• PASSAGE TO READ

*-*-*

The freedom Cousins and his fellow colleagues enjoyed while pioneering this new business model within EA was not a given, but an unexpected treasure of opportunity. According to Cousins, this was caused by two reasons.

“We were always the guys in the icebreaker,” he recalls. “We were first and had more knowledge than anybody from day one. The first time I sat down with Johny Mang, who was our business guru for our games, we knew more than anyone else in EA about the Western world’s free-to-play business. If you’re always the first, you’re the guy with the most knowledge and experience.” The second reason for the freedom Cousin’s team enjoyed was that EA didn’t have a structure ready to operate online games. “So we had to build our own structure,” Cousins says. “If you’re doing something typical, which is standardized, you’re within the confines of an existing organization in terms of publishing, legal, finance, marketing, etcera. But because EA couldn’t offer us any support. We were doing something so new that we were forced to create our own organization. And when you have your own organization, you have more freedom to design it as you see fit.”

*-*-*

• WORK TO DO
Answer these from the passage about Cousins's team at EA:
1. Who was the team's business guru for its games?
2. What did EA lack that made the team build its own structure?
3. In what business did the team know more than anyone else in EA?

*-*-*

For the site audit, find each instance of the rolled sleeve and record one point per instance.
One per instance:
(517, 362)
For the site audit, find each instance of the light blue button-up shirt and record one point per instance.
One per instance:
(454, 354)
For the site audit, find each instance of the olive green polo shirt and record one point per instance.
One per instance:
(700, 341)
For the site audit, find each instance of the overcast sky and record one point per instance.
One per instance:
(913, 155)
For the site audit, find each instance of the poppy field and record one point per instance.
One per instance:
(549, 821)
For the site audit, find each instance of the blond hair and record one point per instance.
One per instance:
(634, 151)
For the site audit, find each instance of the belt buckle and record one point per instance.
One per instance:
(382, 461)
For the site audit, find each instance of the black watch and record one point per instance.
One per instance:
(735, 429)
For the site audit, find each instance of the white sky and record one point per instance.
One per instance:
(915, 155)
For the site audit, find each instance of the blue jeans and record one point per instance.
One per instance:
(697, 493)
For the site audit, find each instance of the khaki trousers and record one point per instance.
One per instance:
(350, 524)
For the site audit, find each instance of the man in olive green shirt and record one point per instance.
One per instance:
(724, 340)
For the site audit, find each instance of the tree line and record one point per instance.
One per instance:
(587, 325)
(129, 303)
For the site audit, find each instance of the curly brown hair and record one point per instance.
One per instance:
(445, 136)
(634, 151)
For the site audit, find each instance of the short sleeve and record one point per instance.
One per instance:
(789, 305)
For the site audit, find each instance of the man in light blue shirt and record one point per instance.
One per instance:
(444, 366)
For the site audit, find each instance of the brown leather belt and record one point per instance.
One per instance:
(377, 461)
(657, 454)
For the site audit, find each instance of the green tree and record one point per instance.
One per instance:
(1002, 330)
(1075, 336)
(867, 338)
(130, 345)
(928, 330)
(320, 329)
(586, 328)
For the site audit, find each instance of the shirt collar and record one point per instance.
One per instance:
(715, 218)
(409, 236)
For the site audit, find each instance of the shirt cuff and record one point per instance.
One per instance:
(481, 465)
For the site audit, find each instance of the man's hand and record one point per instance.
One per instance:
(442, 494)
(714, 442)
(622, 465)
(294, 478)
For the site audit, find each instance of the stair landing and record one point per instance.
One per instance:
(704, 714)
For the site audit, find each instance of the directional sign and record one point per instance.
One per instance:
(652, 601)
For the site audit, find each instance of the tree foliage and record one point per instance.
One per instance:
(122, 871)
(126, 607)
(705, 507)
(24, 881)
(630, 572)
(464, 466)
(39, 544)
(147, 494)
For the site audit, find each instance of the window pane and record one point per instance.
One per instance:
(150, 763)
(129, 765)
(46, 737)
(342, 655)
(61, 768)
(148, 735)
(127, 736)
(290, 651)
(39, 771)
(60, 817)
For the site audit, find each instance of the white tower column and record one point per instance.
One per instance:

*-*-*

• ANSWER FOR THE TASK
1. Johny Mang
2. A structure ready to operate online games
3. The Western world's free-to-play business